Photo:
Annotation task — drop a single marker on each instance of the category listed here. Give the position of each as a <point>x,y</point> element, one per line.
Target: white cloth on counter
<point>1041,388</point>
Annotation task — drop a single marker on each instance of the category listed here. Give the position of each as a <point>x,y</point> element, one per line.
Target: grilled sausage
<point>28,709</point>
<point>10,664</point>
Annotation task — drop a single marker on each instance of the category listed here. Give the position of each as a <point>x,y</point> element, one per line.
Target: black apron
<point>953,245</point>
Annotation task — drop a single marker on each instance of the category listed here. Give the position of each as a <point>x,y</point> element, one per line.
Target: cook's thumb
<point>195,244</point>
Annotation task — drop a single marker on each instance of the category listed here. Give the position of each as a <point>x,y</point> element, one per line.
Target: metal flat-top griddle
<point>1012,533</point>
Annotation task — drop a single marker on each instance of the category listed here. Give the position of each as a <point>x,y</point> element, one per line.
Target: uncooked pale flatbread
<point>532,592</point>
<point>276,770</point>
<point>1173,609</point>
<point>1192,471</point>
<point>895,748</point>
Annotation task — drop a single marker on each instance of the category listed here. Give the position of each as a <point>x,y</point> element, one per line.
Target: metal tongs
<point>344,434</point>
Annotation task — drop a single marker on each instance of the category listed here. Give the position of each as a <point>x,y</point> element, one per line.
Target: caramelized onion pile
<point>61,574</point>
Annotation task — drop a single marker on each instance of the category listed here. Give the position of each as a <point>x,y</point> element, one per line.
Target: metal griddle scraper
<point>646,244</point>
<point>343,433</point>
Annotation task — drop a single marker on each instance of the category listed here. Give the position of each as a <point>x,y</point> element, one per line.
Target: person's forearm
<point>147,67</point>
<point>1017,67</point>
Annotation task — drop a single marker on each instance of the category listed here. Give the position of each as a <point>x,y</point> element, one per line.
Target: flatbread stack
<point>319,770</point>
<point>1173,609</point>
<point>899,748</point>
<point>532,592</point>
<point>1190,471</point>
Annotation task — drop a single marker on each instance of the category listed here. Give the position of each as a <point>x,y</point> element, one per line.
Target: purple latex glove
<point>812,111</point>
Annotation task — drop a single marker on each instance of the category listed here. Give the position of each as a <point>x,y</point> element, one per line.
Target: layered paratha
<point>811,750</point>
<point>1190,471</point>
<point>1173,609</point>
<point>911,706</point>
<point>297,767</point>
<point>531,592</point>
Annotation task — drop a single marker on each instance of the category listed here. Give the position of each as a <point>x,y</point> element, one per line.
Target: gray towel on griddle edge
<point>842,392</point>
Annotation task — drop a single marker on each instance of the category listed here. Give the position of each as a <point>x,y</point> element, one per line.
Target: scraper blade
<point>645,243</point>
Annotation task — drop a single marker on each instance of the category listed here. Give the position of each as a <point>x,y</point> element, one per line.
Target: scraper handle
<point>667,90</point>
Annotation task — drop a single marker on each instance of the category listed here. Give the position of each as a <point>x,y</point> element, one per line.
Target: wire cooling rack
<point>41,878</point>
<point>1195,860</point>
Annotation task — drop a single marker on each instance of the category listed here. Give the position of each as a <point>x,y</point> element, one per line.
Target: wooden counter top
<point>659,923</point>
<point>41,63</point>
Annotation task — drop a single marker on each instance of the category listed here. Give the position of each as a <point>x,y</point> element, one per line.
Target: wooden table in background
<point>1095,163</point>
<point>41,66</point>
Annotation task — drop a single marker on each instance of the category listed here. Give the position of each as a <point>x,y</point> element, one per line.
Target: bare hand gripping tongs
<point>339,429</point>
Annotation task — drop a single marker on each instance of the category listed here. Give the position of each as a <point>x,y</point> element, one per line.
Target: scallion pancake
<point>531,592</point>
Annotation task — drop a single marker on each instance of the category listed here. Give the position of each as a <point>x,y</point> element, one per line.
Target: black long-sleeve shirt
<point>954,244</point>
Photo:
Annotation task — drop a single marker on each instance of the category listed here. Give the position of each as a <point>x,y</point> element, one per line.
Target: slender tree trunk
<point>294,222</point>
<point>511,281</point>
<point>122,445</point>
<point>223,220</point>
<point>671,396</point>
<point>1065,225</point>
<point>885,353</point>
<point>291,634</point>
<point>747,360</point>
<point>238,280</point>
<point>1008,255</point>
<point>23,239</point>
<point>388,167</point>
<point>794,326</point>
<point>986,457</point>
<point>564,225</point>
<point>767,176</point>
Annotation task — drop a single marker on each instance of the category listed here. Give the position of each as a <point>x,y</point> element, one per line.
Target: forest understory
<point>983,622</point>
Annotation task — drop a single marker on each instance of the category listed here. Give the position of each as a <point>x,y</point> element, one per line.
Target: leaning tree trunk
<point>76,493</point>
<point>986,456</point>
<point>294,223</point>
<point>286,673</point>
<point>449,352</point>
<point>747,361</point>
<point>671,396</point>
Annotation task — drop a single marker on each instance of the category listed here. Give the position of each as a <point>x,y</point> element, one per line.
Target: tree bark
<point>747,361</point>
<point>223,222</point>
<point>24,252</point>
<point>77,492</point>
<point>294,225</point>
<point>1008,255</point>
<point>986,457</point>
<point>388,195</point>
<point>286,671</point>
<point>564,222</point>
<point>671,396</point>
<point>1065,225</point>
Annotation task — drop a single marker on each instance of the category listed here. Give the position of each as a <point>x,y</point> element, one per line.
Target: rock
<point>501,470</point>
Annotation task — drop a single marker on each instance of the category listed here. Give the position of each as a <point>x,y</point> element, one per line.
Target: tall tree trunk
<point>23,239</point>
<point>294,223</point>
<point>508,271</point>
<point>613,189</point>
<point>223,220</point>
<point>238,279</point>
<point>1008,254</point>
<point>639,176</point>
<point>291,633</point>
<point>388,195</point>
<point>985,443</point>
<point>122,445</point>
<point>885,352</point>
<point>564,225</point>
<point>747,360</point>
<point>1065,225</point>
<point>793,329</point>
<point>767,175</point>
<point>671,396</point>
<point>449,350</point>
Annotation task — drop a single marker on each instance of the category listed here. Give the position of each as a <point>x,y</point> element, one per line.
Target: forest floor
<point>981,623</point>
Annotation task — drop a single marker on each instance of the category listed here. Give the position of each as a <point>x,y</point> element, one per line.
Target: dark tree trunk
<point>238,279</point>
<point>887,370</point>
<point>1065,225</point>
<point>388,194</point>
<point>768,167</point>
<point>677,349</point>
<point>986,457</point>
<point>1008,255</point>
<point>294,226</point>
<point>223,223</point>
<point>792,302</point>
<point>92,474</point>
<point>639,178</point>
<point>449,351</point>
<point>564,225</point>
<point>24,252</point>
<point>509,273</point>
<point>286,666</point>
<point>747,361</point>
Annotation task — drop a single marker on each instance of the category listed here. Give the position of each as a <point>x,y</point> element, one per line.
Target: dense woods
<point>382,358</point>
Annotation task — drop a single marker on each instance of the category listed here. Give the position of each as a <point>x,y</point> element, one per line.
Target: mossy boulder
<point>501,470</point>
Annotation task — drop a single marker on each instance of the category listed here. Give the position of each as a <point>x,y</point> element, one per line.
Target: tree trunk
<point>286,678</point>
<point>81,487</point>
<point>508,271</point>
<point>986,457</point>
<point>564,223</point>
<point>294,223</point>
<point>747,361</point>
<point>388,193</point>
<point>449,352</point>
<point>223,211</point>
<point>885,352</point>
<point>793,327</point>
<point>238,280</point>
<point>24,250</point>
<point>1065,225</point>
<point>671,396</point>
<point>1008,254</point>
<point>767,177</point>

Work order:
Repeat all of the records above exactly as they appear.

Written response:
Photo:
Annotation task — drop a single marker on each instance of the category listed here. Give the position of each as a <point>x,y</point> element, one per line.
Target: white cloth on counter
<point>1041,388</point>
Annotation task — drop a single marker on each instance of the category listed here. Give the position of each as a <point>x,y</point> element, one per line.
Target: grilled sausage
<point>28,709</point>
<point>10,664</point>
Annotation task — drop a single marker on each instance of the category listed here. Give the position of each as a <point>x,y</point> element, one per line.
Target: black apron
<point>953,245</point>
Annotation task — drop a single marker on each instance of the category listed here. Give the position of each as a <point>x,y</point> element, one per line.
Target: cook's thumb
<point>195,244</point>
Annotation task — drop a single marker on each instance of the category listed here. Give the position of each as a <point>x,y</point> element, one per line.
Target: metal flat-top griddle
<point>1012,533</point>
Annotation task — drop a single marker on each instance of the category listed here. Give the position of each as a <point>x,y</point> element, one per line.
Target: uncooked pale flatbread
<point>532,592</point>
<point>276,770</point>
<point>1173,609</point>
<point>1192,471</point>
<point>895,748</point>
Annotation task — drop a single marker on each instance of the category listed here. Give the position of each as a <point>x,y</point> element, one per line.
Target: metal tongs
<point>344,434</point>
Annotation task — drop a single marker on each instance of the category listed here. Give the position of each as a <point>x,y</point> element, one per line.
Target: caramelized onion pile
<point>61,574</point>
Annotation task — drop a single marker on each instance of the category listed here. Give the position of each as a <point>x,y</point> element, one per line.
Target: metal griddle scraper
<point>646,244</point>
<point>343,433</point>
Annotation task — drop a single marker on each instance of the category listed here. Give the position of each as a <point>x,y</point> element, one per line.
Target: person's forearm
<point>147,67</point>
<point>1017,67</point>
Annotation task — drop a single marker on each instance of the category listed here. Give the position of each as a <point>x,y</point> element, one per line.
Target: flatbread stack
<point>319,770</point>
<point>1173,609</point>
<point>899,748</point>
<point>532,592</point>
<point>1190,471</point>
Annotation task — drop a single marker on each instance of the category listed here. Give the position of each as a <point>x,y</point> element, one per line.
Target: purple latex glove
<point>812,111</point>
Annotation task — drop a single marker on each instance of the category listed here. Give the position of each as a <point>x,y</point> element, one per line.
Target: layered paratha
<point>811,750</point>
<point>1190,471</point>
<point>1173,609</point>
<point>911,706</point>
<point>297,767</point>
<point>531,592</point>
Annotation task — drop a single marker on each instance of the category listed here. Give the position of each as a <point>x,y</point> element, one per line.
Target: gray towel on griddle edge
<point>842,392</point>
Annotation task — drop a single marker on each instance of the category listed here. Give the position of each as a <point>x,y</point> element, one per line.
Target: scraper blade
<point>645,243</point>
Annotation task — drop a single marker on each instance of the category listed here. Give the position of each as a <point>x,y</point> element, one per line.
Target: scraper handle
<point>667,90</point>
Annotation task — drop a single marker on each instance of the category listed here. Give the position of each as a <point>x,y</point> element, one per line.
Target: wire cooling rack
<point>41,878</point>
<point>1195,860</point>
Annotation task — drop a single marker on each instance of the category listed here. Give the position of each as a <point>x,y</point> element, one per line.
Target: wooden counter top
<point>659,923</point>
<point>41,63</point>
Annotation task — drop a single marker on each instance of the category listed here. Give the position of each as a <point>x,y</point> element, one per line.
Target: wooden table in background
<point>1095,163</point>
<point>41,66</point>
Annotation task — drop a single marker on each instance of the category listed here. Give the position of each as a <point>x,y</point> element, one per line.
Target: bare hand gripping tongs
<point>339,429</point>
Annotation task — drop a single marker on each instance of the category listed here. Give the position of each as a <point>x,y</point> element, one per line.
Target: scallion pancake
<point>531,592</point>
Annotation task — drop a single marker on each instance of the category listed here. Give the position of each as a <point>x,y</point> element, one per line.
Target: black long-sleeve shirt
<point>954,244</point>
Photo:
Annotation task — drop a single marker on each instance of the category listed here. Give the position of each as a <point>x,y</point> element, one per line.
Target: slender tree trunk
<point>294,222</point>
<point>511,281</point>
<point>122,445</point>
<point>223,220</point>
<point>671,396</point>
<point>1065,225</point>
<point>885,353</point>
<point>291,634</point>
<point>747,360</point>
<point>238,280</point>
<point>1008,255</point>
<point>23,239</point>
<point>388,167</point>
<point>794,326</point>
<point>986,457</point>
<point>564,225</point>
<point>767,176</point>
Annotation task — drop a single marker on each instance of the category listed here. Give the position of each as a <point>x,y</point> element, one per line.
Target: forest understory
<point>983,622</point>
Annotation task — drop a single marker on each instance of the category listed here. Give the position of each as a <point>x,y</point> element, one per line.
Target: leaning tree trunk
<point>76,493</point>
<point>986,456</point>
<point>294,223</point>
<point>286,673</point>
<point>449,352</point>
<point>747,361</point>
<point>671,396</point>
Annotation task — drop a single marker on each instance of the category listed here. Give the position of each as a <point>x,y</point> element, one per line.
Target: tree bark
<point>747,361</point>
<point>223,222</point>
<point>24,252</point>
<point>77,492</point>
<point>294,225</point>
<point>1008,255</point>
<point>986,457</point>
<point>388,195</point>
<point>286,671</point>
<point>564,222</point>
<point>671,396</point>
<point>1065,225</point>
Annotation task — drop a single marker on each instance of the category listed here. Give the position of each as a <point>x,y</point> element, one per line.
Target: rock
<point>501,470</point>
Annotation task — drop a single marker on each instance of the category listed here. Give the position of each as a <point>x,y</point> element, one per line.
Target: tall tree trunk
<point>23,239</point>
<point>294,223</point>
<point>508,271</point>
<point>613,189</point>
<point>223,220</point>
<point>238,279</point>
<point>1008,254</point>
<point>639,176</point>
<point>291,633</point>
<point>388,195</point>
<point>985,443</point>
<point>122,445</point>
<point>885,352</point>
<point>564,225</point>
<point>747,360</point>
<point>1065,225</point>
<point>793,329</point>
<point>767,175</point>
<point>671,396</point>
<point>449,350</point>
Annotation task — drop a single marker on each instance of the category listed here. Give the position of each as a <point>x,y</point> element, one per line.
Target: forest floor
<point>981,623</point>
Annotation task — drop a single marker on each instance of the category listed here. Give the position of each as a <point>x,y</point> element, one per line.
Target: dark tree trunk
<point>238,279</point>
<point>887,370</point>
<point>1065,225</point>
<point>388,194</point>
<point>768,167</point>
<point>677,349</point>
<point>986,457</point>
<point>1008,255</point>
<point>294,226</point>
<point>223,223</point>
<point>792,302</point>
<point>92,474</point>
<point>639,178</point>
<point>449,351</point>
<point>564,225</point>
<point>24,252</point>
<point>509,273</point>
<point>286,666</point>
<point>747,361</point>
Annotation task — drop a single marker on each instance of the category listed here. Give the position of each as a <point>x,y</point> element, one per line.
Target: dense woods
<point>382,358</point>
Annotation task — drop a single marker on each instance of the category listed here. Give the position of each as a <point>x,y</point> element, one per line.
Target: mossy boulder
<point>501,470</point>
Annotation task — drop a single marker on each instance of the category listed here. Give the position of each as a <point>x,y</point> element, one per line.
Target: tree trunk
<point>286,678</point>
<point>81,487</point>
<point>508,271</point>
<point>986,457</point>
<point>564,223</point>
<point>294,223</point>
<point>747,361</point>
<point>388,193</point>
<point>449,352</point>
<point>223,211</point>
<point>885,352</point>
<point>793,327</point>
<point>238,280</point>
<point>24,250</point>
<point>1065,225</point>
<point>671,396</point>
<point>1008,254</point>
<point>767,177</point>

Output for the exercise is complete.